(Point annotation dataset records)

▼

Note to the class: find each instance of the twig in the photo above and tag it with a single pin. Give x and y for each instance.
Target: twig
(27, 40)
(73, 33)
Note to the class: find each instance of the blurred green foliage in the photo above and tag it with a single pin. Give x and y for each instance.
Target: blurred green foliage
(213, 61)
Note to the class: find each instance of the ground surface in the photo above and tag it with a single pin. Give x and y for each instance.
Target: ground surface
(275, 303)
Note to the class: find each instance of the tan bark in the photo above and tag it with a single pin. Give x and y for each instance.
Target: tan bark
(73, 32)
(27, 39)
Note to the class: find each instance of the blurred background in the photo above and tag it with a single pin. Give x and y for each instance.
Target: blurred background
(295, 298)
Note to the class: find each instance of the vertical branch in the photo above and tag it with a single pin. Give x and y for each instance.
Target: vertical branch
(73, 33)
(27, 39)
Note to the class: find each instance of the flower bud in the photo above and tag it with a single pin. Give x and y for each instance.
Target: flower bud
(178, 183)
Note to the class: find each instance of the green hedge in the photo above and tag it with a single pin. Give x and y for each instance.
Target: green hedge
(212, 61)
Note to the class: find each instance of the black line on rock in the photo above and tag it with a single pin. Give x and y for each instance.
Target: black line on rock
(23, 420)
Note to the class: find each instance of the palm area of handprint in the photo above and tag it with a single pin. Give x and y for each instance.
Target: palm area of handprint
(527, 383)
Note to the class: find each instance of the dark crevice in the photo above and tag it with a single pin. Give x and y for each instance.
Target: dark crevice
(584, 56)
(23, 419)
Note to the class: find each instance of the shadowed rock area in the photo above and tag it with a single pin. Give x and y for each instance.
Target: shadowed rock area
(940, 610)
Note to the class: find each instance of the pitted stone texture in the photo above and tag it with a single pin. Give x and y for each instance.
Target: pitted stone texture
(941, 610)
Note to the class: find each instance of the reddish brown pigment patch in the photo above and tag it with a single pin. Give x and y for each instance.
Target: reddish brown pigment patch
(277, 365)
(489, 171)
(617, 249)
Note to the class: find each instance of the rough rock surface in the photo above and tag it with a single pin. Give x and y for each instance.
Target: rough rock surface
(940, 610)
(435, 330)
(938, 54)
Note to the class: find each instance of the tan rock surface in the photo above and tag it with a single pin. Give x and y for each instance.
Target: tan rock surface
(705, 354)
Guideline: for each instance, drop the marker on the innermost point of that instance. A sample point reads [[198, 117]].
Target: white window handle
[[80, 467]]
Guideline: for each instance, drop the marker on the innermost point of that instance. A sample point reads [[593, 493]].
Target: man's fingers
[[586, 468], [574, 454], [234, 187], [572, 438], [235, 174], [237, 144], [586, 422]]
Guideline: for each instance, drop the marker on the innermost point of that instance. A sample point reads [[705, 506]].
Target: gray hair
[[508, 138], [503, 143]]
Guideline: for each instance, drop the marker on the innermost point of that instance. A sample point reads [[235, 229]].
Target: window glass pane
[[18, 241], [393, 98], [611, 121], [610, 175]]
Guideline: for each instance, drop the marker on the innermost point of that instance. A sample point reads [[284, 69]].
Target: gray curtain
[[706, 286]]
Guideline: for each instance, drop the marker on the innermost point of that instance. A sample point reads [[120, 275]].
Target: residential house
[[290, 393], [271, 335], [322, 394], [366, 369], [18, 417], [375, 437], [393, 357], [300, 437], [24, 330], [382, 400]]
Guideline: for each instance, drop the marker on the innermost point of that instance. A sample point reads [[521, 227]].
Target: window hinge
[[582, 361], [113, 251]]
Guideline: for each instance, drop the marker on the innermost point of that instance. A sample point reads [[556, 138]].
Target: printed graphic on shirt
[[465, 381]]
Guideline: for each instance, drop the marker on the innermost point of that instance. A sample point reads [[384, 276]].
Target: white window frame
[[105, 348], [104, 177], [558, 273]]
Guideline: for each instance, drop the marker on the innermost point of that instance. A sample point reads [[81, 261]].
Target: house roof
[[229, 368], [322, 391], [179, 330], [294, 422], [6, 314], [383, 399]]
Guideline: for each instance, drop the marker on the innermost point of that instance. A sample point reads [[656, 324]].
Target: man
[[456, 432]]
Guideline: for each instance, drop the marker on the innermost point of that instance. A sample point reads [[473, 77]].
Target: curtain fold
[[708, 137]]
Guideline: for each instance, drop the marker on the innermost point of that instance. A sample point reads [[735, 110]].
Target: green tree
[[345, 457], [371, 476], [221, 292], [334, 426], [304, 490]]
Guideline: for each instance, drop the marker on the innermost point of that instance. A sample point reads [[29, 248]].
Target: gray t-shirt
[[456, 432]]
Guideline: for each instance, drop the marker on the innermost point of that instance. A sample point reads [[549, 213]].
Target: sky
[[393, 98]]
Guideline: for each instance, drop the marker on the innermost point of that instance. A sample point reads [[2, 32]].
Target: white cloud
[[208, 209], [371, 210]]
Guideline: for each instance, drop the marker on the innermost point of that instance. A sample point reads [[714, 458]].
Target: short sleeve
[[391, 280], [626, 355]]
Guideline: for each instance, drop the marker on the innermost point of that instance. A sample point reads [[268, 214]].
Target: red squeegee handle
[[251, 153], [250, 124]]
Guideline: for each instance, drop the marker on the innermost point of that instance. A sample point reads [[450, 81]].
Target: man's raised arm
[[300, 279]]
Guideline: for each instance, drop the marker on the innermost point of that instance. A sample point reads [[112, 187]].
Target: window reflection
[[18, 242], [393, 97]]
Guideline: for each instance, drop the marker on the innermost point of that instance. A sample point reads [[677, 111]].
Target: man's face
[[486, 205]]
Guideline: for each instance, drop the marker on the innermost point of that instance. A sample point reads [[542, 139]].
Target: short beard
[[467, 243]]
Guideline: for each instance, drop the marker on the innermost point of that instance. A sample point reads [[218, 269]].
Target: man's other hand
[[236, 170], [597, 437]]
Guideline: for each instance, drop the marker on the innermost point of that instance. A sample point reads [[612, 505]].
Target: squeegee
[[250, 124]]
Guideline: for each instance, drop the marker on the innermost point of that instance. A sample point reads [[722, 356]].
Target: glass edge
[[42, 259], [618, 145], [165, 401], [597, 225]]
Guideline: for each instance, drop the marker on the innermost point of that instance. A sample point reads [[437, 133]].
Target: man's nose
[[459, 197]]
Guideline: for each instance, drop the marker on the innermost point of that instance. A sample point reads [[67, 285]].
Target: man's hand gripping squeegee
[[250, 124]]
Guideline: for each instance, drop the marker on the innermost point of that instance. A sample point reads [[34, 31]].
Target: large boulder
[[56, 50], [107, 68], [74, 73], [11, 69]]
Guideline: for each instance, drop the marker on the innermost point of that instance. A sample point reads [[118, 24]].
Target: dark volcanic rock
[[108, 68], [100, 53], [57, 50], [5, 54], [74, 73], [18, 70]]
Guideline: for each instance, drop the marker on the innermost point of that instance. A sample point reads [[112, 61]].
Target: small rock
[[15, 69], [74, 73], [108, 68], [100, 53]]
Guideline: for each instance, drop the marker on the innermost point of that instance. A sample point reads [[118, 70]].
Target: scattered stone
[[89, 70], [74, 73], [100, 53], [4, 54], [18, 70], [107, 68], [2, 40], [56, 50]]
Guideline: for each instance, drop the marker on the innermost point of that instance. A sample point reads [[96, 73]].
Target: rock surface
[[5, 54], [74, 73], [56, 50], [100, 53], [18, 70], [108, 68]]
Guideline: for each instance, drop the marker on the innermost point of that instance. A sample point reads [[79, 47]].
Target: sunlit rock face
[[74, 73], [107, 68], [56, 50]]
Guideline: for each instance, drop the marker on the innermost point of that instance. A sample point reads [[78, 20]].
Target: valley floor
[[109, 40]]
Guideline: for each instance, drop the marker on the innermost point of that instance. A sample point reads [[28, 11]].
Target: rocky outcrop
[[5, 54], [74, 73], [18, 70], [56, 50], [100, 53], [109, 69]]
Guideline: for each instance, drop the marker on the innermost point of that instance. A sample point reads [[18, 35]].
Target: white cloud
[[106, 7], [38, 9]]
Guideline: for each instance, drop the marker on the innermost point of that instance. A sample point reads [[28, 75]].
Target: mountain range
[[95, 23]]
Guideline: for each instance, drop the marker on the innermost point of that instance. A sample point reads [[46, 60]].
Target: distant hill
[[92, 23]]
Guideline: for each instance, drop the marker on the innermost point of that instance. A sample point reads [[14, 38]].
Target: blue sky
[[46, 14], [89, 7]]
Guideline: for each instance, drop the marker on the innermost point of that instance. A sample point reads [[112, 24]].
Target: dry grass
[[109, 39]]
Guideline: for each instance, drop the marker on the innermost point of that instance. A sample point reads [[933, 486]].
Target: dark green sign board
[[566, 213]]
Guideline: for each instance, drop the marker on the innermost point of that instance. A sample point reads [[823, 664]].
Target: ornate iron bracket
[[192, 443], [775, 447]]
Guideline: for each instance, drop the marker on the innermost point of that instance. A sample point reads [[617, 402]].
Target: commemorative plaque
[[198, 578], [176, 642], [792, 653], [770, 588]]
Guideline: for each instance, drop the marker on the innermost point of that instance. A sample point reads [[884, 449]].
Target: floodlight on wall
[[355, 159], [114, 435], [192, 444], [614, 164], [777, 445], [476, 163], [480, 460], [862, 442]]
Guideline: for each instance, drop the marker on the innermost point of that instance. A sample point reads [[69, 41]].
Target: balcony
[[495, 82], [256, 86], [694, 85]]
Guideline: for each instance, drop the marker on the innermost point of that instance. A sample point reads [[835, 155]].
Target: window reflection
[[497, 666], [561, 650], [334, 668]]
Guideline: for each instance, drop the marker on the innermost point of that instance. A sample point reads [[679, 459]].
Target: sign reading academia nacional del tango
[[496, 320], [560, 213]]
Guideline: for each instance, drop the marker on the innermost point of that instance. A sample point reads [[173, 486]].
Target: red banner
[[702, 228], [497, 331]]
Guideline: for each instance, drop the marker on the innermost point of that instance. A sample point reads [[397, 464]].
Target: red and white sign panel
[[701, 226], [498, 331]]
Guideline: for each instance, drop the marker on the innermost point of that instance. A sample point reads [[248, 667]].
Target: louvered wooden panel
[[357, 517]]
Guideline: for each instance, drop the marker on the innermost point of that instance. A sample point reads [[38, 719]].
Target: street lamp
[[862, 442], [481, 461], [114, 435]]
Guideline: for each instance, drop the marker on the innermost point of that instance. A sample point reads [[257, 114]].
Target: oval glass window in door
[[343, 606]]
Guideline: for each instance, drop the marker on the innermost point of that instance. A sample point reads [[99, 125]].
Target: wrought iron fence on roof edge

▲

REQUIREMENTS:
Word for word, quote the lines from the line containing "reads [[248, 667]]." through the end of the material, both included, and nothing else.

OUTPUT FOR THIS EXERCISE:
Guideline: for each instance, drop the marker on the innermost point of that instance. A sample point reads [[248, 667]].
Target: louvered wooden panel
[[357, 517]]
Guideline: for each instance, drop the marker on the innermost point of that instance. A sample point reads [[38, 719]].
Target: street lamp
[[862, 442], [481, 461], [114, 435]]
Guideline: for each instance, drop the marker on the innermost point of that instance. A sample point reads [[257, 114]].
Target: oval glass window in door
[[343, 606]]
Guideline: for each instance, drop the marker on the innermost point of that instance. A sample point reads [[99, 125]].
Target: wrought iron fence on roof edge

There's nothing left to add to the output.